● **READING PASSAGE**
++++++++++

Fig. 1 is a pipe circuit diagram of a heat medium circulation device according to a first embodiment of the present invention;

Figs. 2 are diagrams showing configuration of an outdoor unit of the heat medium circulation device;

Figs. 3 are diagrams showing configuration the an outdoor unit of a heat medium circulation device according to a second embodiment of the invention; and

Figs. 4 are diagrams showing flow of air of a power source box in the outdoor unit.

[MODE FOR CARRYING OUT THE INVENTION]

[0012] A heat medium circulation device according to a first embodiment of the present invention, combustible refrigerant having greater specific gravity than air is used as refrigerant, a control substrate is accommodated in a power source box, the power source box is placed above an air blower, and an interior of the power source box is not in communication with an interior machine chamber.

[0013] According to the embodiment, it is possible to prevent the combustible refrigerant from entering the power source box having a control substrate. Therefore, it is possible to provide a heat medium circulation device using a safe heat pump.

[0014] In a second embodiment, in the heat medium circulation device of the first embodiment, the control substrate includes a heat radiating section, and the power source box includes a ventilation duct for introducing air into the power source box from outside of the outdoor unit, and an outlet section for discharging air in the power source box to outside of the power source box.

[0015] According to the embodiment, air existing outside of the outdoor unit can be brought into the power source box through the ventilation duct to cool the control substrate, and temperature of the control substrate can be lowered. According to this, it is possible to prevent parts from deteriorating, and to use the heat medium circulation device for a long term with consistent performance.

[0016] In a third embodiment, in the heat medium circulation device of the first or the second embodiment, the control substrate is placed in an outside air communication chamber.

++++++++++

Position annotation records:
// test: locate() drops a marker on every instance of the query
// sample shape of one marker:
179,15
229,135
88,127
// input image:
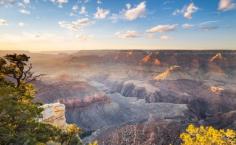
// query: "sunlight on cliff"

++++++++++

● **PROBLEM SET**
1. Answer these about the heat medium circulation device excerpt:
(a) In the first embodiment, what is placed above the air blower?
(b) In the second embodiment, what does the ventilation duct bring into the power source box?
(c) In the third embodiment, where is the control substrate placed?
2. Rewrite the heat medium circulation device excerpt between "[0014] In a second" and "power source box.", inclusive, switching "ventilation duct" to "air intake duct".

● **THE SOLUTIONS**
1.
(a) The power source box.
(b) Air from outside of the outdoor unit.
(c) In an outside air communication chamber.

2.
[0014] In a second embodiment, in the heat medium circulation device of the first embodiment, the control substrate includes a heat radiating section, and the power source box includes a air intake duct for introducing air into the power source box from outside of the outdoor unit, and an outlet section for discharging air in the power source box to outside of the power source box.